Natural-language object grounding data
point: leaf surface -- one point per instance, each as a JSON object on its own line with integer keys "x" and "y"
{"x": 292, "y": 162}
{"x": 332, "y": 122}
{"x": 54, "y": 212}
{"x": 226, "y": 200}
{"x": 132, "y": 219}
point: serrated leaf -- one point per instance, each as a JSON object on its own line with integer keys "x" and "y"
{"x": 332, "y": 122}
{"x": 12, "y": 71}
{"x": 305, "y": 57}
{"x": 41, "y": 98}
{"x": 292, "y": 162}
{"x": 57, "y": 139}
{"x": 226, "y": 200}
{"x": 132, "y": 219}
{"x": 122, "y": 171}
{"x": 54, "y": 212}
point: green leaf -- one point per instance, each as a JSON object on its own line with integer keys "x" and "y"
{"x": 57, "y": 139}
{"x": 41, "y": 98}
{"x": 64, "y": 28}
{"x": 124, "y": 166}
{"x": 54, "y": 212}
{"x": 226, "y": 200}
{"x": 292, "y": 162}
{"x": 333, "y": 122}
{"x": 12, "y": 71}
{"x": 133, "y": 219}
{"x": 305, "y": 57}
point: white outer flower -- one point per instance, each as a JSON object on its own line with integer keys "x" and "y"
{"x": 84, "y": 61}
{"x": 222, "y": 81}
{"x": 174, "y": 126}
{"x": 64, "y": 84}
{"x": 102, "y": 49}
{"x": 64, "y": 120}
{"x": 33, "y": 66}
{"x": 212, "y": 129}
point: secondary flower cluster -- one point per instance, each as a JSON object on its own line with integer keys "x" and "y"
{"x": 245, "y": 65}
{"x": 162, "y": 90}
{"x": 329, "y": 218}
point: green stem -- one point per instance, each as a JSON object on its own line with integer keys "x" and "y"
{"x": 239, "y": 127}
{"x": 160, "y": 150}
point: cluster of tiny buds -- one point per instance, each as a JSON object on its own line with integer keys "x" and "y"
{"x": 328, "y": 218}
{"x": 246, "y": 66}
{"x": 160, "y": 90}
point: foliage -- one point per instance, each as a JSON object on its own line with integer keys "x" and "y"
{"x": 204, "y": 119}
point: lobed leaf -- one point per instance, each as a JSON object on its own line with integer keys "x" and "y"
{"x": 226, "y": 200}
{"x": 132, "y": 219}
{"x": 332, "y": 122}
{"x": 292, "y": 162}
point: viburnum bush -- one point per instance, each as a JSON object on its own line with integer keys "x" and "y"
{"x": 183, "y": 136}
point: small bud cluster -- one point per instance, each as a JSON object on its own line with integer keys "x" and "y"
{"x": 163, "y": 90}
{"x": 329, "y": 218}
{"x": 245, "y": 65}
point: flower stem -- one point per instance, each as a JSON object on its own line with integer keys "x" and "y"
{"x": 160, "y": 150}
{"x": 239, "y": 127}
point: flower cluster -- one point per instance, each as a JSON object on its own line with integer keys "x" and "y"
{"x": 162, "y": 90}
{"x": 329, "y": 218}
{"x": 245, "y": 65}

## Work to complete
Transcribe the entries above exactly.

## Task result
point: leaf surface -- one point per instance, each as a JSON object on its own line with integer keys "x" and "y"
{"x": 292, "y": 162}
{"x": 332, "y": 122}
{"x": 54, "y": 212}
{"x": 226, "y": 200}
{"x": 132, "y": 219}
point: serrated leaf -- one point per instance, each as a JSON object on its own line with integer keys "x" and "y"
{"x": 332, "y": 122}
{"x": 12, "y": 71}
{"x": 305, "y": 57}
{"x": 41, "y": 98}
{"x": 292, "y": 162}
{"x": 57, "y": 139}
{"x": 226, "y": 200}
{"x": 132, "y": 219}
{"x": 122, "y": 171}
{"x": 54, "y": 212}
point: green leaf -- one point per instance, each as a JSON object on its own line with integer keys "x" and "y"
{"x": 57, "y": 139}
{"x": 41, "y": 98}
{"x": 64, "y": 28}
{"x": 124, "y": 166}
{"x": 54, "y": 212}
{"x": 226, "y": 200}
{"x": 292, "y": 162}
{"x": 333, "y": 122}
{"x": 12, "y": 71}
{"x": 133, "y": 219}
{"x": 305, "y": 57}
point: white outer flower -- one point per instance, each as a JSON object on its own line with integer keys "x" and "y"
{"x": 84, "y": 61}
{"x": 222, "y": 81}
{"x": 174, "y": 126}
{"x": 64, "y": 84}
{"x": 102, "y": 49}
{"x": 64, "y": 120}
{"x": 33, "y": 66}
{"x": 212, "y": 129}
point: secondary flower cluster -- one point per instance, each as a JSON object on its own line with integer keys "x" and "y"
{"x": 245, "y": 65}
{"x": 162, "y": 90}
{"x": 329, "y": 218}
point: green stem -- one point per instance, each as a JSON object on its own line with integer keys "x" and "y"
{"x": 239, "y": 127}
{"x": 160, "y": 150}
point: cluster of tiny buds -- one point per instance, each as a JSON object on its own line with integer keys "x" and "y"
{"x": 328, "y": 218}
{"x": 246, "y": 66}
{"x": 160, "y": 90}
point: foliage -- one point per instance, each as a JSON object on its own line with integer keys "x" and "y"
{"x": 204, "y": 119}
point: lobed leaf -- one point per instance, each as a JSON object on its own line with integer keys "x" and "y"
{"x": 226, "y": 200}
{"x": 132, "y": 219}
{"x": 332, "y": 122}
{"x": 292, "y": 162}
point: viburnum bush -- one point per instance, each as a JSON object on its own line with integer keys "x" and "y"
{"x": 183, "y": 136}
point: small bud cluster -- one point per instance, each as a JSON object on its own line with integer keys "x" and "y"
{"x": 163, "y": 90}
{"x": 329, "y": 218}
{"x": 245, "y": 65}
point: flower stem -- one point per instance, each as a JSON object on its own line with integer keys "x" and "y"
{"x": 160, "y": 150}
{"x": 239, "y": 127}
point: flower cluster -- one point per instance, each as a JSON object on its own line with integer keys "x" and "y"
{"x": 162, "y": 90}
{"x": 329, "y": 218}
{"x": 245, "y": 65}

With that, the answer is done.